Pereira frightened by 43 police killings for 2020

Monsignor Christian Pereira during Corpus Christi mass at  Our Lady of Perpetual Help RC Church, San Fernando on June 20, 2019. FILE PHOTO. -
Monsignor Christian Pereira during Corpus Christi mass at Our Lady of Perpetual Help RC Church, San Fernando on June 20, 2019. FILE PHOTO. -

RC priest Msgr Christian Pereira said it is time people who are called to be upholders of the law stop the alleged killings.

He said it is frightening that for the first six months of the year the police had shot and killed 43 suspects.

Pereira questioned the training police receive in the use of firearms and what has happened to a previous guideline to shoot suspects in the arms and legs to maim, rather than in the back and chest, to kill.

“If we concerned about life and justice then I believe that well trained users of weapons must be able to maim a ‘suspect’ without taking his/her life."

He questioned whether insufficient time to properly train officers was a factor, “so that in defending life or keeping the peace, they aim for the easiest part of the human person, and quite often cause the a death of a civilian to occur.”

As one of the measures to deal with escalating crime, Commissioner of Police Gary Griffith has embraced the "one shot one kill" approach.

Perreira said training allows officers to face and fire at different non-living targets as they become comfortable with the weapons they are being trained to use.

“A big target is very easy for anyone trained or untrained to hit,” hence the reason police and gangsters alike usually hit the biggest part of another human being, namely the back or chest.

### Exercise objective
Please continue the news report on Msgr Christian Pereira's concern about police killings, starting right after its last sentence.

### Data shown
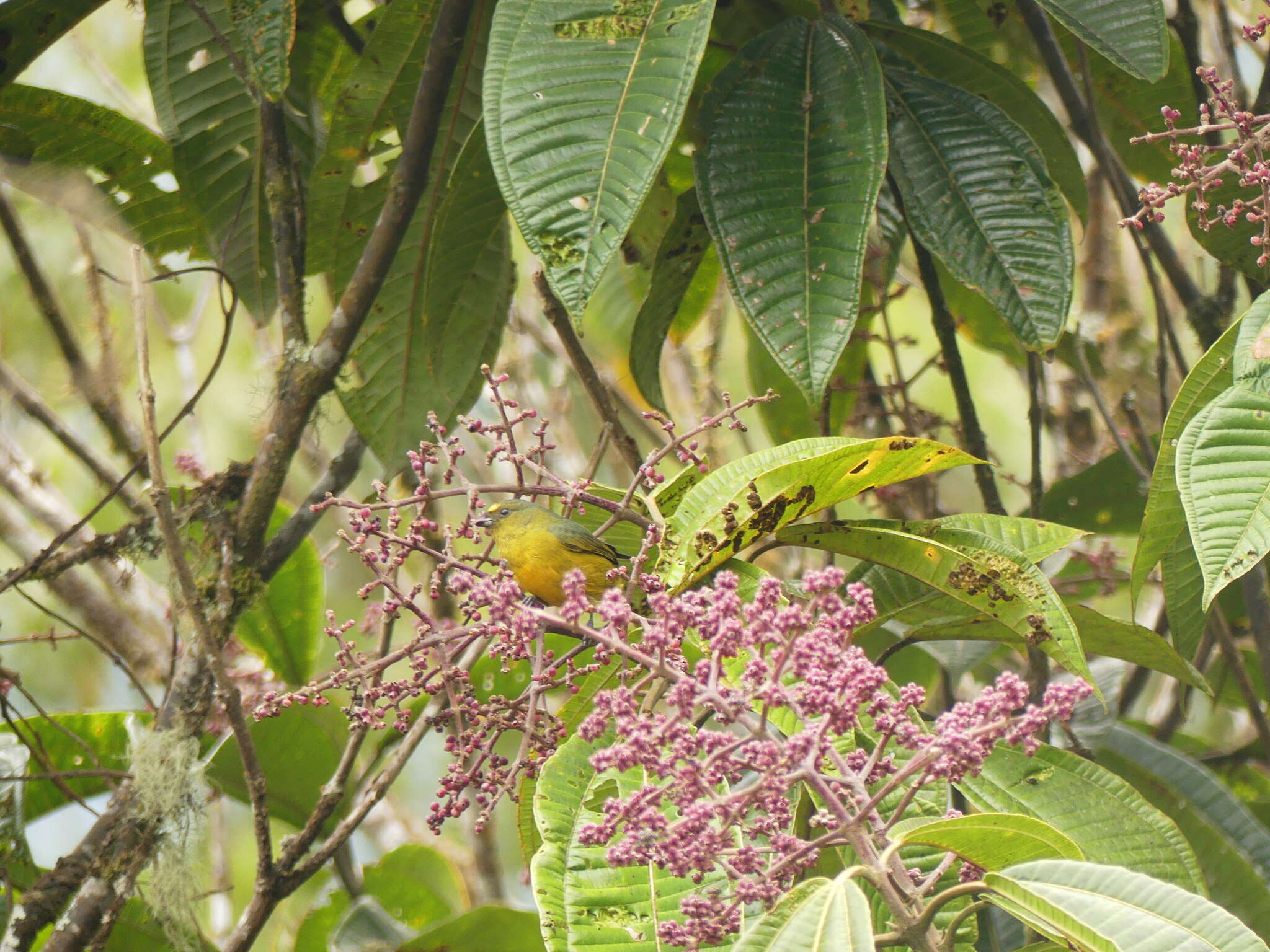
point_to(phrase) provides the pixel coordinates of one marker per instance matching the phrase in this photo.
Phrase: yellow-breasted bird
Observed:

### Output for this exercise
“Shooting someone in the back or the chest is a sign that the user of the firearm is not well trained. Furthermore, shooting someone on the run is an act of cowardice. The leg or arm of a person is a difficult target and most persons do not aim for nor shoot at a person’s leg.”

Protests tookplace in Port of Spain after the police shooting of Noel Diamond, Joel Jacobs and Israel Clinton in Morvant last weekend. The three were shot hours after GEB officer Allen Moseley was killed in the Morvant area.

Griffith has denied any correlation between the two shootings

Pereira said, “It is time for us to kindle a deep respect for human life, the life of the alleged criminal, the life of the police officers and law-abiding citizens, as well as the rule of law. The observed increasing trend in this senseless behaviour must be reversed and eventually stopped.”

He said that incident of “alleged murder” committed by officers leave many questions for which the wider public need answers.

“Officers of the law are perceived to be upholders of the law, defenders of the peace and men and women trained in negotiating peaceful resolutions to difficult and inflamed situations.”

He noted it is sometimes difficult to defend a peace which is not apparently present.

“It may be difficult to negotiate resolutions when the particular parties are not open to have the issue resolved but in all situations officers of the law must be upholders of the law.”

He said just as each act of murder by gangsters is a death too many, society is moved to ask whether each killing by officers of the law is necessary. It is time to stop alleged killings by people "who are called to be upholders of the law.”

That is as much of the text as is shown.